> **Requirement**
Put all the items below into a Markdown table with a No. column holding the row number and a Line column holding the line. Skip blank lines and omit the pictures.

> **Records supplied**
******************************

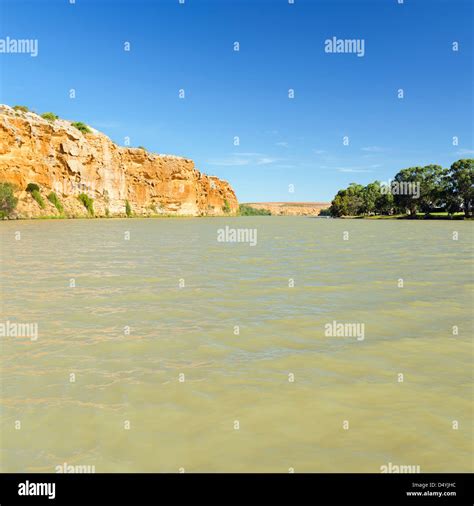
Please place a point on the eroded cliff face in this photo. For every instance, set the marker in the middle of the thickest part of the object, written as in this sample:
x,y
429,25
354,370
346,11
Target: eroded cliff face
x,y
59,158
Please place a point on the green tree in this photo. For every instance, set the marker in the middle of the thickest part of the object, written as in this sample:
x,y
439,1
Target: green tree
x,y
50,116
8,201
82,127
384,203
404,194
461,183
370,194
87,202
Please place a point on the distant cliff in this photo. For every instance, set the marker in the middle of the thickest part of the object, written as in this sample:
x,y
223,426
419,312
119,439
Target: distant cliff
x,y
59,157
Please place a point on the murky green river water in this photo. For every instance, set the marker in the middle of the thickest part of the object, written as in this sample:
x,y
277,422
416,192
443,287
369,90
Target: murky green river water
x,y
141,367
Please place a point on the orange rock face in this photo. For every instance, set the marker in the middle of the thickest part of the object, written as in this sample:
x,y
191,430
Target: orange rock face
x,y
59,158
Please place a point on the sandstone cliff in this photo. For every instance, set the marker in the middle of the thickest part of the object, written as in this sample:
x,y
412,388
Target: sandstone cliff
x,y
61,159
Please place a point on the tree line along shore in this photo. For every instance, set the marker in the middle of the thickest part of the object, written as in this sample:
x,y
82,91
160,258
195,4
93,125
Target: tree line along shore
x,y
417,192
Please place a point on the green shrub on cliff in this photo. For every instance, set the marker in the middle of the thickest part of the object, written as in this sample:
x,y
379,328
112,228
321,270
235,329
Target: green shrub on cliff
x,y
8,201
50,116
88,203
226,207
39,199
32,187
82,127
21,108
54,199
245,210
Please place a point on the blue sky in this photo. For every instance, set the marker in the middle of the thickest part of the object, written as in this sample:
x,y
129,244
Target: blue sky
x,y
283,141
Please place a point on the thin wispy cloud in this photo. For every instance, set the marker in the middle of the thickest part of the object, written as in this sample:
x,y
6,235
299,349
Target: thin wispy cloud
x,y
373,149
349,169
243,159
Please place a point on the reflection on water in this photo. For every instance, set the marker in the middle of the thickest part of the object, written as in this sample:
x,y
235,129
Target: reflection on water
x,y
127,333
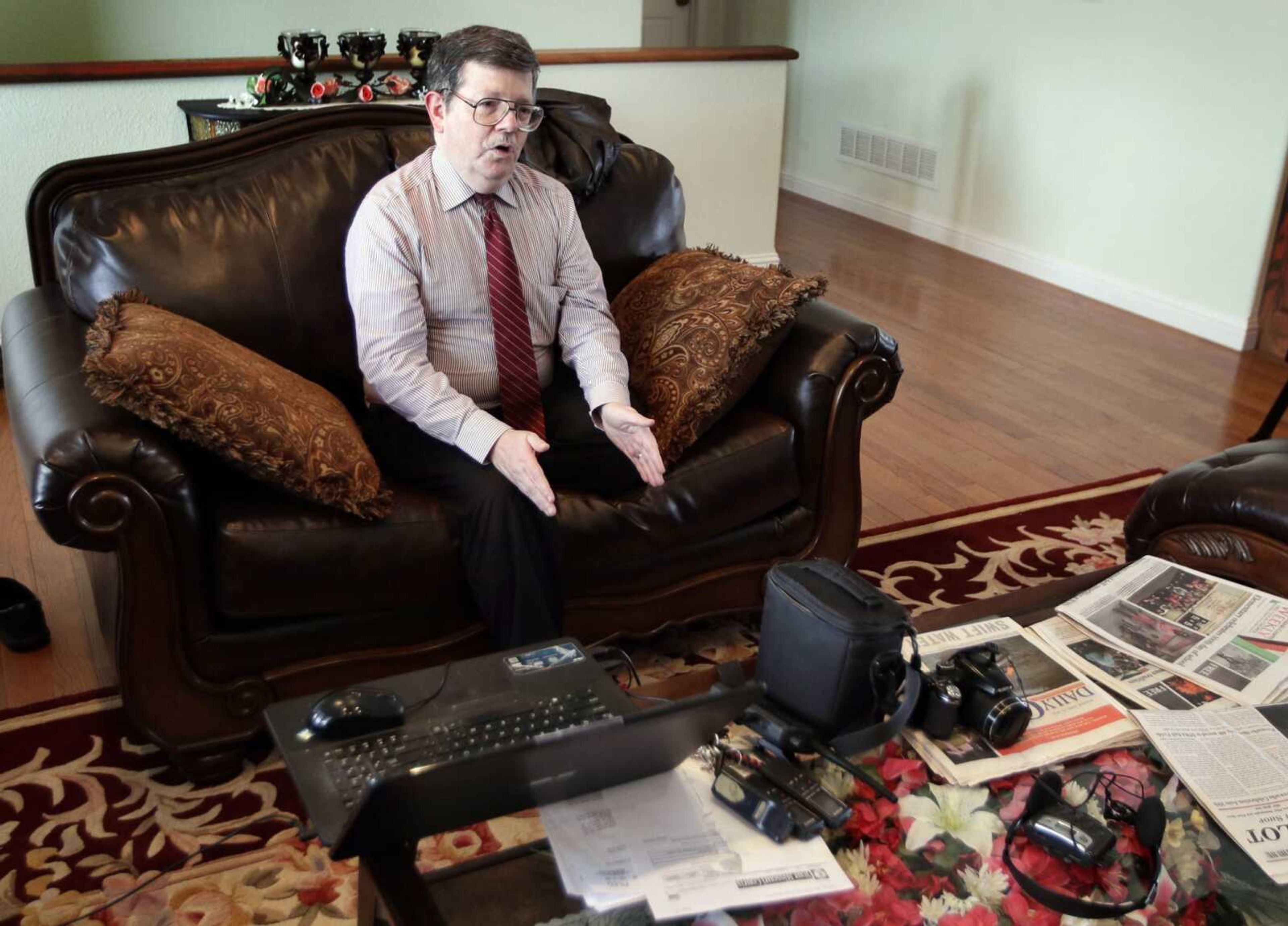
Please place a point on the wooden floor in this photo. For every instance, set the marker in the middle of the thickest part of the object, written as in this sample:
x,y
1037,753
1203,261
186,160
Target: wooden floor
x,y
1013,387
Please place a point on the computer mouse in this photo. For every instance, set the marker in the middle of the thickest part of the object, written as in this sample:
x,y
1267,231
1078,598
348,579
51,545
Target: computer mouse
x,y
355,711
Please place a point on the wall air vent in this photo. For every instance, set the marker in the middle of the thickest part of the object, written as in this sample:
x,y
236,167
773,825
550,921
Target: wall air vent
x,y
889,155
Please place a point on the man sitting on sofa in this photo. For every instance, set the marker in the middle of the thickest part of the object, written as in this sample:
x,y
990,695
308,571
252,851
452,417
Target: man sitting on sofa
x,y
466,272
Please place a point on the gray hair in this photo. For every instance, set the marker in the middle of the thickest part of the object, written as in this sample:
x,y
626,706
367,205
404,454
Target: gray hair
x,y
483,44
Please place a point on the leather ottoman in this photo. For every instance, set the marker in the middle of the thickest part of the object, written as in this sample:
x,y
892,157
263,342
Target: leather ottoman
x,y
1225,514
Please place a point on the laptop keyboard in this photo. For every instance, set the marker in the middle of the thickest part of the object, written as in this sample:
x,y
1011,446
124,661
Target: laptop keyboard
x,y
351,766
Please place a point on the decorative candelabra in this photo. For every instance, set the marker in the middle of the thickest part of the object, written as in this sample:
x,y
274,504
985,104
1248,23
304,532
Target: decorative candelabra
x,y
362,48
305,49
415,46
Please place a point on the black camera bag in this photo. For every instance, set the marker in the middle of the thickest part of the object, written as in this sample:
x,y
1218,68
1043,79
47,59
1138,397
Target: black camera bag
x,y
831,652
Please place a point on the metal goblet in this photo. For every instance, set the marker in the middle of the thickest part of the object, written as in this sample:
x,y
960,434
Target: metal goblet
x,y
362,48
415,46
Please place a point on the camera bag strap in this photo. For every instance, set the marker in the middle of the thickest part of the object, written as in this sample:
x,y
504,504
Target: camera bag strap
x,y
853,742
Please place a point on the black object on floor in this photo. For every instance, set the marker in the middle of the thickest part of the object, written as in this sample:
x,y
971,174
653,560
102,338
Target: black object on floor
x,y
22,620
1273,416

******************************

> **Correct answer**
| No. | Line |
|---|---|
| 1 | Please place a point on the eroded cliff face in this photo. For every instance, set the marker in the middle of the thickest part of the object, written as in this sample: |
| 2 | x,y |
| 3 | 429,25 |
| 4 | 354,370 |
| 5 | 346,11 |
| 6 | Target: eroded cliff face |
| 7 | x,y |
| 8 | 59,158 |
| 9 | Please place a point on the green tree in this photo. For every instance, set the marker in the middle of the thickest part of the object, written as in this sample: |
| 10 | x,y |
| 11 | 439,1 |
| 12 | Target: green tree |
| 13 | x,y |
| 14 | 50,116 |
| 15 | 8,201 |
| 16 | 82,127 |
| 17 | 384,203 |
| 18 | 404,194 |
| 19 | 461,183 |
| 20 | 370,194 |
| 21 | 87,202 |
| 22 | Please place a point on the distant cliff in this photo. For every instance, set the marker in the middle of the thickest part of the object, written as in this sample: |
| 23 | x,y |
| 24 | 223,426 |
| 25 | 419,312 |
| 26 | 119,439 |
| 27 | Target: distant cliff |
| 28 | x,y |
| 29 | 59,157 |
| 30 | Please place a point on the murky green river water in this photo. For every instance, set the marker in the middle of the thickest part of the object, written as in this sample: |
| 31 | x,y |
| 32 | 277,422 |
| 33 | 416,192 |
| 34 | 443,287 |
| 35 | 369,90 |
| 36 | Target: murky green river water |
| 37 | x,y |
| 38 | 141,367 |
| 39 | Please place a point on the orange rock face in this photo. For every instance, set the marker in the middle of the thickest part of the object, written as in this sample: |
| 40 | x,y |
| 41 | 191,430 |
| 42 | Target: orange rock face |
| 43 | x,y |
| 44 | 59,158 |
| 45 | Please place a point on the sandstone cliff in this photo. For every instance, set the marker in the middle of the thickest part of the object, written as in this sample: |
| 46 | x,y |
| 47 | 412,388 |
| 48 | Target: sandstone cliff |
| 49 | x,y |
| 50 | 61,159 |
| 51 | Please place a point on the tree line along shore in this photo. For every instance, set the marker in the middle of the thickest part of the object, written as in this sample: |
| 52 | x,y |
| 53 | 82,91 |
| 54 | 160,258 |
| 55 | 195,4 |
| 56 | 93,125 |
| 57 | Target: tree line along shore |
| 58 | x,y |
| 59 | 417,192 |
| 60 | Please place a point on the green shrub on cliff in this photo. For every instance, set the marker in the middle of the thickest part of the object, written as in this sample: |
| 61 | x,y |
| 62 | 379,328 |
| 63 | 112,228 |
| 64 | 321,270 |
| 65 | 235,329 |
| 66 | Target: green shrub on cliff |
| 67 | x,y |
| 68 | 8,201 |
| 69 | 50,116 |
| 70 | 88,203 |
| 71 | 226,207 |
| 72 | 39,199 |
| 73 | 32,187 |
| 74 | 82,127 |
| 75 | 21,108 |
| 76 | 54,199 |
| 77 | 245,210 |
| 78 | Please place a point on the blue sky in this photo. For every instance, set the marker in the middle of the thickest part of the object, written as in this sample: |
| 79 | x,y |
| 80 | 129,244 |
| 81 | Target: blue sky |
| 82 | x,y |
| 83 | 283,141 |
| 84 | Please place a point on the thin wispy cloud in this photo. For every instance, set the marker in the middle of the thickest part of the object, written as in this sample: |
| 85 | x,y |
| 86 | 6,235 |
| 87 | 299,349 |
| 88 | Target: thin wispy cloud |
| 89 | x,y |
| 90 | 373,149 |
| 91 | 349,169 |
| 92 | 243,159 |
| 93 | Please place a point on the reflection on water in this photo. For every instance, set the marker in the middle of the thickest part of the object, written as in this sample: |
| 94 | x,y |
| 95 | 235,129 |
| 96 | Target: reflection on water |
| 97 | x,y |
| 98 | 127,333 |
| 99 | Please place a point on the wooden floor in this photo. For every instance, set the marker in the middle of the thickest part of the object, written as in this sample: |
| 100 | x,y |
| 101 | 1037,753 |
| 102 | 1203,261 |
| 103 | 186,160 |
| 104 | Target: wooden floor |
| 105 | x,y |
| 106 | 1013,387 |
| 107 | Please place a point on the computer mouse in this photo. For every instance, set the marker in the middle of the thickest part of the object, written as in this sample: |
| 108 | x,y |
| 109 | 1267,231 |
| 110 | 1078,598 |
| 111 | 348,579 |
| 112 | 51,545 |
| 113 | Target: computer mouse |
| 114 | x,y |
| 115 | 355,711 |
| 116 | Please place a point on the wall air vent in this photo. For every instance, set the marker in the middle of the thickest part of the object, written as in this sample: |
| 117 | x,y |
| 118 | 236,167 |
| 119 | 773,825 |
| 120 | 550,921 |
| 121 | Target: wall air vent |
| 122 | x,y |
| 123 | 889,155 |
| 124 | Please place a point on the man sitting on sofa in this photo. For every instance, set the marker in the middle of the thickest part of the object, written as in this sample: |
| 125 | x,y |
| 126 | 990,695 |
| 127 | 308,571 |
| 128 | 252,851 |
| 129 | 452,417 |
| 130 | Target: man sitting on sofa |
| 131 | x,y |
| 132 | 466,272 |
| 133 | Please place a point on the gray hair in this photo. For every instance, set the marker in the middle of the thickest part of the object, written as in this sample: |
| 134 | x,y |
| 135 | 626,706 |
| 136 | 367,205 |
| 137 | 404,454 |
| 138 | Target: gray hair |
| 139 | x,y |
| 140 | 483,44 |
| 141 | Please place a point on the leather ottoman in this photo. For every instance, set the marker in the middle of the thickest part of the object, written as in this sample: |
| 142 | x,y |
| 143 | 892,157 |
| 144 | 263,342 |
| 145 | Target: leather ottoman |
| 146 | x,y |
| 147 | 1225,514 |
| 148 | Please place a point on the laptop keyboard in this photo. For every instance, set the marker in the middle of the thickest part of the object, written as in this sample: |
| 149 | x,y |
| 150 | 1011,446 |
| 151 | 124,661 |
| 152 | Target: laptop keyboard |
| 153 | x,y |
| 154 | 351,766 |
| 155 | Please place a point on the decorative candelabra in this photo. For every instance, set the marker in the middle of the thickest part of the object, written as in this sample: |
| 156 | x,y |
| 157 | 274,504 |
| 158 | 985,104 |
| 159 | 1248,23 |
| 160 | 304,532 |
| 161 | Target: decorative candelabra |
| 162 | x,y |
| 163 | 362,48 |
| 164 | 305,49 |
| 165 | 415,46 |
| 166 | Please place a point on the black camera bag in this photo. For every instance, set the marker in the middle of the thickest part of the object, written as in this sample: |
| 167 | x,y |
| 168 | 1218,68 |
| 169 | 1043,79 |
| 170 | 47,59 |
| 171 | 1138,397 |
| 172 | Target: black camera bag |
| 173 | x,y |
| 174 | 831,652 |
| 175 | Please place a point on the metal goblet in this photo. For every instance, set the marker in the middle of the thickest part of the object, written as in this sample: |
| 176 | x,y |
| 177 | 960,434 |
| 178 | Target: metal goblet |
| 179 | x,y |
| 180 | 362,48 |
| 181 | 415,46 |
| 182 | Please place a point on the camera bag strap in this photo. For every instance, set the marker in the middle of the thickest part of the object, written as in this sample: |
| 183 | x,y |
| 184 | 504,504 |
| 185 | Target: camera bag strap |
| 186 | x,y |
| 187 | 853,742 |
| 188 | Please place a point on the black object on floor in this photo. For every instance, set the marker in the middle of the thickest part of the object, written as in this sample: |
| 189 | x,y |
| 190 | 971,174 |
| 191 | 653,560 |
| 192 | 102,338 |
| 193 | Target: black object on floor |
| 194 | x,y |
| 195 | 22,620 |
| 196 | 1273,416 |